Task to carry out — Report every line of the data that includes "leaf".

(Point localization data)
Segment Open

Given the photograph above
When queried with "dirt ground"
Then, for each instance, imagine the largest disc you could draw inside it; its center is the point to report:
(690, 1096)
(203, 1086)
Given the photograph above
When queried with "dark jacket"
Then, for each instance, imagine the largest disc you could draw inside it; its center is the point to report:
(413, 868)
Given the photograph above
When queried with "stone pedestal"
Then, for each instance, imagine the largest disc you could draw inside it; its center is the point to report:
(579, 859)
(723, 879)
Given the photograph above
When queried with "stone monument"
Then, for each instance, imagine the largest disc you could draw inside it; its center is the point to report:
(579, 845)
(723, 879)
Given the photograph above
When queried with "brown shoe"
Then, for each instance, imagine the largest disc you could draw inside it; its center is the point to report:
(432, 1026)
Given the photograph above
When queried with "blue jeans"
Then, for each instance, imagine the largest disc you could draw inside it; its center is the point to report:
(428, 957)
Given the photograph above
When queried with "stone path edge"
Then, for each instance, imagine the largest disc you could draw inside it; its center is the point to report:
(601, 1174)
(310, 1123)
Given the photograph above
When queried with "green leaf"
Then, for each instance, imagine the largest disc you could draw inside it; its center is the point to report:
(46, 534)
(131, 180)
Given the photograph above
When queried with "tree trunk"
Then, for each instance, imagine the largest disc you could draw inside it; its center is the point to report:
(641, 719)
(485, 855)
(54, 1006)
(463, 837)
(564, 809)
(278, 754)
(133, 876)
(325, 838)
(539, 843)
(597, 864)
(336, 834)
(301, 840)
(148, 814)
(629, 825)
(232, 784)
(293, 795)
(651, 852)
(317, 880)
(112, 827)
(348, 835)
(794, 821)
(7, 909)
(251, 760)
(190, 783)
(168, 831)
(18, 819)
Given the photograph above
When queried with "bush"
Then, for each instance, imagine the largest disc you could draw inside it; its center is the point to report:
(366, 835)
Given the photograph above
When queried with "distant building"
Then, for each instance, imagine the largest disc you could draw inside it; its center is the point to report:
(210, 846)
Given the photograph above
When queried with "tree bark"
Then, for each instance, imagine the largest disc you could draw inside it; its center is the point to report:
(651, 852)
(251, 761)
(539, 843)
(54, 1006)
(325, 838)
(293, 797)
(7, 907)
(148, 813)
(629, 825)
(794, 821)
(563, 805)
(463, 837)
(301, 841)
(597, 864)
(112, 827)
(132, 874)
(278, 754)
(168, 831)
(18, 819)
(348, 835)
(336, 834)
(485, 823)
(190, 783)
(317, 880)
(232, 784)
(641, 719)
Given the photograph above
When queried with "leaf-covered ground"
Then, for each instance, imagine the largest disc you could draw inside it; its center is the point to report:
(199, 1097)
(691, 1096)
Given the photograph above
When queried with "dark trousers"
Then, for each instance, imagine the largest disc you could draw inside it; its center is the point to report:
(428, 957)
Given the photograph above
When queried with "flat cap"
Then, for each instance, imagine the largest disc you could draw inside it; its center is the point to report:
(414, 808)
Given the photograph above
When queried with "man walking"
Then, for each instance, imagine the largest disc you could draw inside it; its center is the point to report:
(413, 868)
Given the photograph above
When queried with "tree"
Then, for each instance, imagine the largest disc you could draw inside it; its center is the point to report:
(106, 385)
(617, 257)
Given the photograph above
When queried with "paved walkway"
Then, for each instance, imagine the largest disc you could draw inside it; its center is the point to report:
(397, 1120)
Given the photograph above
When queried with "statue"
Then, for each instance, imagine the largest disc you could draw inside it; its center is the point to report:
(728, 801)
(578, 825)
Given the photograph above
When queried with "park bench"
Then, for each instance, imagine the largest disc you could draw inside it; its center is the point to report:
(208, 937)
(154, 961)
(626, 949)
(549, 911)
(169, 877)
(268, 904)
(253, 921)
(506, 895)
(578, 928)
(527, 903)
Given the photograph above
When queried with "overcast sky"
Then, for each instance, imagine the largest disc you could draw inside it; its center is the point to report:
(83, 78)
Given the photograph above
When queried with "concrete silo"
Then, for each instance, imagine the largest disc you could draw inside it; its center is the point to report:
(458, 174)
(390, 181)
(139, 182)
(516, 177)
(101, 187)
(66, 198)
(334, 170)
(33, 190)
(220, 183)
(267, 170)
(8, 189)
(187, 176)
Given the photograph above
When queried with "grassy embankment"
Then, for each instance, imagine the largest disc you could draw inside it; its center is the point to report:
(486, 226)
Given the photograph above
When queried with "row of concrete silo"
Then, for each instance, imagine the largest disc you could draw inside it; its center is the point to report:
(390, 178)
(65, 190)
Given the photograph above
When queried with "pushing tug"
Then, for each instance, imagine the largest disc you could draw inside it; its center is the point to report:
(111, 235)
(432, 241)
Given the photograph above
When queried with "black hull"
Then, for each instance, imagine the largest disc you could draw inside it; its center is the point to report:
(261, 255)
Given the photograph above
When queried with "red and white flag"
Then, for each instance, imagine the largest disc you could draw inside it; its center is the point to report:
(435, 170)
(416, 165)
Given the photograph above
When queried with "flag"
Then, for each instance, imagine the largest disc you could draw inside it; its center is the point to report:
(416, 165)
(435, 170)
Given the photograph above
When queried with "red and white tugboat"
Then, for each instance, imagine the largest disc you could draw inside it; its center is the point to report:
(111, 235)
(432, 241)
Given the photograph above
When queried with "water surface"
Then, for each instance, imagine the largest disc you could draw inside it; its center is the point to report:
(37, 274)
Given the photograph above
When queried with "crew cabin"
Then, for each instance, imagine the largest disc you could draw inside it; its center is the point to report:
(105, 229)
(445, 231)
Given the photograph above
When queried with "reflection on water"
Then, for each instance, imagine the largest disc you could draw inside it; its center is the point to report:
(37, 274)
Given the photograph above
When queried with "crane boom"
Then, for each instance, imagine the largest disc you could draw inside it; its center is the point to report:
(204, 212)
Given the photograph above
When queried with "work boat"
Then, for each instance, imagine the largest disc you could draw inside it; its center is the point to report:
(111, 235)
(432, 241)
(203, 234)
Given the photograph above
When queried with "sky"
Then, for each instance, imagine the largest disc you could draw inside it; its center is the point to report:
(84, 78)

Segment Closed
Segment Open

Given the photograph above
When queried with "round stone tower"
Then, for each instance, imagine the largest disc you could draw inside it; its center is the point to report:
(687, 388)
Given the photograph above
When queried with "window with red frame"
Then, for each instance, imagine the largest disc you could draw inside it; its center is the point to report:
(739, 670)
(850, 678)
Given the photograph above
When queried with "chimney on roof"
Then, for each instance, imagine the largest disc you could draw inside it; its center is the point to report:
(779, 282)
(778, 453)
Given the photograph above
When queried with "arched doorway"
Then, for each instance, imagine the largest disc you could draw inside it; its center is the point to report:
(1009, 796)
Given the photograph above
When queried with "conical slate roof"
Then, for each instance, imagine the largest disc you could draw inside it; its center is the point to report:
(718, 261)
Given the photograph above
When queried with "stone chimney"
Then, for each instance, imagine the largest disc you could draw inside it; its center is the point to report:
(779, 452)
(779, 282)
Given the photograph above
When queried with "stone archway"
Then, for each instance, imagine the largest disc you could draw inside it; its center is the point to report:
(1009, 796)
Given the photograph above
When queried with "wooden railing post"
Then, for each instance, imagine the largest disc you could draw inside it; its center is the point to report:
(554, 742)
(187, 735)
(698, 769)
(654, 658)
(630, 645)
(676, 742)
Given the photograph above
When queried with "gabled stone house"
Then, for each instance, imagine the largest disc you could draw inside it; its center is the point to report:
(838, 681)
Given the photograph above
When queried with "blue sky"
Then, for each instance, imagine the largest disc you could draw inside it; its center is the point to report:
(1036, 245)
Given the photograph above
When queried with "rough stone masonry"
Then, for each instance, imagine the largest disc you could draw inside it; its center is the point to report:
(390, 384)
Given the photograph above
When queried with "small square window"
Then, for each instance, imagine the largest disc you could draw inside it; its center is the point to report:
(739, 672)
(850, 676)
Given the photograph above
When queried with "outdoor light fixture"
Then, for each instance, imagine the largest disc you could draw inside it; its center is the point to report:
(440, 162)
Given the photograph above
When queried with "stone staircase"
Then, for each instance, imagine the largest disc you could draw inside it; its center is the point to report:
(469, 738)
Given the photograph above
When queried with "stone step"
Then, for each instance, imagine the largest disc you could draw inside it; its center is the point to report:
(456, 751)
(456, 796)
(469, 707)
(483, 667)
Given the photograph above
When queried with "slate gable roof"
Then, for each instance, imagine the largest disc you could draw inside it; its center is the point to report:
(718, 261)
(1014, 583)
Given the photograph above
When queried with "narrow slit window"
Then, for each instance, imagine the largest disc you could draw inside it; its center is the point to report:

Segment Closed
Segment Open

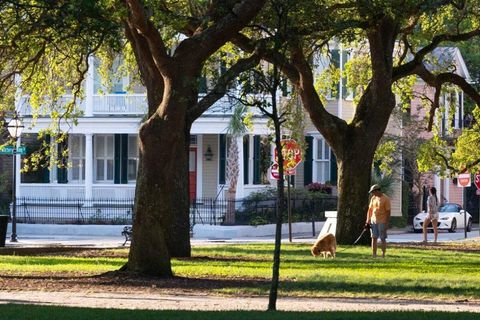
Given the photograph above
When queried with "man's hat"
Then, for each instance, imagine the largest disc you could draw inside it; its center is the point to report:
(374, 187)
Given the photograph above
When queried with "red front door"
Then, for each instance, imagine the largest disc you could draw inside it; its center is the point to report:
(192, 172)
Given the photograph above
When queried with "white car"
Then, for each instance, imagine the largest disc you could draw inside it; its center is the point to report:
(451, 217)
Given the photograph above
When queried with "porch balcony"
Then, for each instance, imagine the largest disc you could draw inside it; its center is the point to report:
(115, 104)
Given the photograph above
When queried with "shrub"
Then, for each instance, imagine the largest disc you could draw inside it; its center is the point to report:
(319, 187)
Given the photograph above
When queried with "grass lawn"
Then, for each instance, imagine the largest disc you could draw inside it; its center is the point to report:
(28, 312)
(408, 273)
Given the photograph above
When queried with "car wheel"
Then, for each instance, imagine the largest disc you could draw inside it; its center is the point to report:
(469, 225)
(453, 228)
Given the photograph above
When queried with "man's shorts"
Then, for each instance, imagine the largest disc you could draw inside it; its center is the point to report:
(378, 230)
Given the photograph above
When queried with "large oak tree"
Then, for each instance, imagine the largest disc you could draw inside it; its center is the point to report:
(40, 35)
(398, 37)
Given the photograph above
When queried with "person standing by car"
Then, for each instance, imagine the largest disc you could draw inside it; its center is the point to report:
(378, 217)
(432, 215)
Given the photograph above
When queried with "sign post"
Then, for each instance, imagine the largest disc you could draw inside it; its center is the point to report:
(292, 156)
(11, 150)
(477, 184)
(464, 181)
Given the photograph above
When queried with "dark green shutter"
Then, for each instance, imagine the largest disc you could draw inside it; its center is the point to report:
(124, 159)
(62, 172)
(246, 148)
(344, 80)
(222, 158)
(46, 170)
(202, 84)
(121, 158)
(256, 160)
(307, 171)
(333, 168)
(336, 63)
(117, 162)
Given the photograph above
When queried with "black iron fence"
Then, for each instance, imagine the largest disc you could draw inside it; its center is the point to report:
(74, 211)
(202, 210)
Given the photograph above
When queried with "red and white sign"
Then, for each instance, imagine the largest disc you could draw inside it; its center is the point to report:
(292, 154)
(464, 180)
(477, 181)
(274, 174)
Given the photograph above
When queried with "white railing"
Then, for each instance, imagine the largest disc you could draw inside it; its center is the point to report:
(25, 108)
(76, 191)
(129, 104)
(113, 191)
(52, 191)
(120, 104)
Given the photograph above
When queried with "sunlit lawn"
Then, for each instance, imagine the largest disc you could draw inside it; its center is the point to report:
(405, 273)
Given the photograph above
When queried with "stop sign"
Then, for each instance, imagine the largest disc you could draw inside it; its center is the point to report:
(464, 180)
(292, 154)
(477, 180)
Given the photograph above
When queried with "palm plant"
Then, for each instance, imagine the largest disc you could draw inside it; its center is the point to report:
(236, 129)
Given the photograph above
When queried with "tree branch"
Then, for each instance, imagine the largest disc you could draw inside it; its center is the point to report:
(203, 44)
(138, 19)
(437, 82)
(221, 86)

Segment Closed

Answer to this exercise —
When queried with "green leaf"
When queried with "leaf-covered ground"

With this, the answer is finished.